** Source text **
━━━━━━
SECURITIES AND EXCHANGE COMMISSION
Washington, D.C. 20549
-------------------
FORM 8-K
CURRENT REPORT
PURSUANT TO SECTION 13 OR 15(d) OF THE
SECURITIES EXCHANGE ACT OF 1934
Date of Report (Date of Earliest Event Reported): August 2, 2000
FREQUENCY ELECTRONICS, INC.
(Exact name of registrant as specified in its charter)
Delaware 1-8061 11-1986657
(State or other jurisdiction (Commission (I.R.S. Employer
of incorporation) File Number) Identification No.)
55 Charles Lindbergh Blvd., Mitchel Field, NY 11553
(Address of principal executive offices) (Zip Code)
(516) 794-4500
(Registrant's telephone number, including area code)
NONE
(Former name, former address and former fiscal year,
if changed since last report)
-----------------------------------------------------------------------
Page 1 of 4 pages
<PAGE>
ITEM 5. OTHER EVENTS
On October 4, 2000, the Chancery Court of the State of Delaware In and
For New Castle County entered an Order and Final Judgment of Dismissal of
Derivative Action ("Final Order") in the action entitled "In Re Frequency
Electronics Derivative Litigation, Court of Chancery of the State of Delaware In
and For New Castle County, Civil Action No. 13266", ("Derivative Litigation")
approving a Stipulation of Settlement dated August 2, 2000 entered into by
Frequency Electronics, Inc. (referred to as "FEI" or "Registrant") and all of
the other parties to the Derivative Litigation ("Stipulation"), thereby
concluding a disposition of the Derivative Litigation and certain previously
reported pending litigations, as follows:
1. "In the Court of the Chancery for the State of Delaware In and For New
Castle County, Diane Solash Derivatively, on behalf of Frequency
Electronics, Inc., a Delaware Corporation, Plaintiff, vs. Martin B. Bloch,
Peter O. Clark, Joseph P. Franklin, Joel Girsky, Abraham Lazar, John C. Ho,
E. John Rosenwald, Jr., individuals, Defendants and Frequency Electronics,
Inc., a Delaware Corporation, Nominal Defendant", Civil Action No. 13266
("Solash Action").
━━━━━━
** Data records **
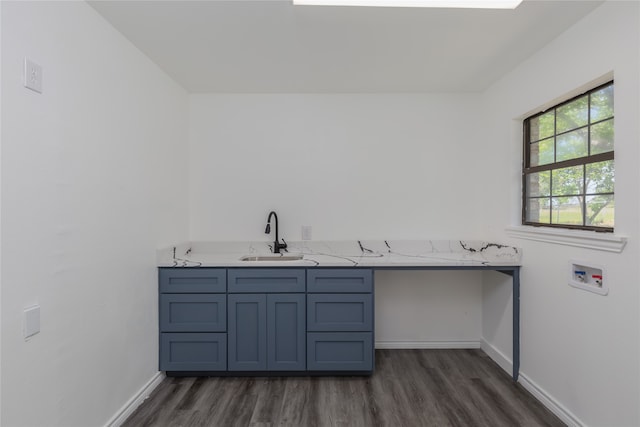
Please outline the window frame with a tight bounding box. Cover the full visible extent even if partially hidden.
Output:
[521,80,615,233]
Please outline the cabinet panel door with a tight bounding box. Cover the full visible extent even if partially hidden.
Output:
[158,267,227,294]
[307,268,373,293]
[160,294,227,332]
[229,268,305,293]
[307,294,373,332]
[307,332,373,371]
[160,333,227,371]
[227,294,267,371]
[267,294,307,371]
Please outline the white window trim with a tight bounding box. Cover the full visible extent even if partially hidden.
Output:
[505,225,627,253]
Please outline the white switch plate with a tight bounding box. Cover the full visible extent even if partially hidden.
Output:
[24,58,42,93]
[302,225,311,240]
[23,304,40,340]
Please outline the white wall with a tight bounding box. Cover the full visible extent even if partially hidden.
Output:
[480,2,640,426]
[189,94,490,346]
[0,2,188,427]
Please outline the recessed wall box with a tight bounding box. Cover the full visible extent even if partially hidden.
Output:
[569,261,609,295]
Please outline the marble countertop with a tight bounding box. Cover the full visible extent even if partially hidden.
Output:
[157,240,522,268]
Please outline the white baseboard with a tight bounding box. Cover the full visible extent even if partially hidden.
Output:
[105,372,165,427]
[480,338,513,375]
[518,374,585,427]
[480,339,584,427]
[376,341,480,350]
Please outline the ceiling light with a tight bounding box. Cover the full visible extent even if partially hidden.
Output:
[293,0,522,9]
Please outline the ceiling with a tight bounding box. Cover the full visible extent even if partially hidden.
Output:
[90,0,603,93]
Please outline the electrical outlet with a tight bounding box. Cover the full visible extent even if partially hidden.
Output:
[22,305,40,340]
[24,58,42,93]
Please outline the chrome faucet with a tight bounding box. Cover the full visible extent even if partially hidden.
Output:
[264,211,287,254]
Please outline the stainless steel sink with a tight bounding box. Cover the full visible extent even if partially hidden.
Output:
[240,254,303,261]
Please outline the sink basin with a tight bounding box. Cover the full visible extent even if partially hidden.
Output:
[240,254,303,261]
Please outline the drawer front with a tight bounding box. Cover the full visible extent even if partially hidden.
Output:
[228,268,306,293]
[160,333,227,371]
[160,294,227,332]
[159,268,227,294]
[307,332,373,371]
[307,269,373,293]
[307,294,373,332]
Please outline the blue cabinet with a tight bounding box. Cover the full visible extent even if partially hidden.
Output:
[160,333,227,371]
[227,268,306,371]
[307,269,375,373]
[307,294,373,332]
[159,267,375,374]
[160,294,227,332]
[227,294,267,371]
[307,268,373,294]
[267,294,307,371]
[307,332,373,371]
[229,268,306,293]
[158,268,227,372]
[158,268,227,294]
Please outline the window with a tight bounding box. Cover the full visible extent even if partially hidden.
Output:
[522,82,615,231]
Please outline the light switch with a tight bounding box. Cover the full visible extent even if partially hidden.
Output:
[302,225,311,240]
[23,304,40,340]
[24,58,42,93]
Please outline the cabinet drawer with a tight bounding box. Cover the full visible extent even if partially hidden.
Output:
[307,332,373,371]
[307,269,373,293]
[160,333,227,371]
[159,268,227,294]
[160,294,227,332]
[228,268,305,293]
[307,294,373,332]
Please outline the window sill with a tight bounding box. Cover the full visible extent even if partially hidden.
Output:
━━━━━━
** Exercise instructions **
• 1. According to the Form 8-K filing, how did the Chancery Court's action on October 4, 2000 bring the Derivative Litigation to a close? Answer in one to three sentences.
• 2. Continue the Form 8-K filing from the end of its first numbered item, the Solash Action.
The records stand apart from the Form 8-K filing and are separate material.

** Results of the exercise **
• 1. The court entered a Final Order approving the Stipulation of Settlement dated August 2, 2000, which FEI and all of the other parties to the Derivative Litigation had entered into. That approval concluded a disposition of the Derivative Litigation and of certain previously reported pending litigations.

• 2.
2. "In the Court of Chancery of the State of Delaware In and For New Castle
County, Moise Katz Derivatively, on behalf of Frequency Electronics, Inc.,
a Delaware corporation, Plaintiff, vs. Martin B. Bloch, Peter O. Clark,
Joseph P. Franklin, Joel Girsky, John C. Ho, Abraham Lazar, E. John
Rosenwald, Jr., Harry Newman, Marvin Norworth, individuals, Defendants, and
Frequency Electronics, Inc., a Delaware Corporation, Nominal Defendant',
Civil Action No. 13841 ("Katz Delaware Action").
The Solash Action and the Katz Delaware Action were consolidated under the
caption of the Derivative Litigation pursuant to a prior Order of the Court.
Pursuant to the Final Order and the Stipulation of Settlement approved
by the Court, the Derivative Litigation was disposed of, as follows: all claims
that have been, could have been, or in the future could be asserted by FEI or
the Plaintiffs derivatively on behalf of FEI or as representatives of all FEI
shareholders arising out of the Solash Action, the Katz Delaware Action or the
Derivative Litigation against the defendants, were released and the Derivative
Action was dismissed with prejudice and without costs; Plaintiffs' counsel were
awarded attorneys' fees and expenses in the amount of $218,684.20 to be paid by
FEI; provision was made that the FEI Audit Committee shall consist of three (3)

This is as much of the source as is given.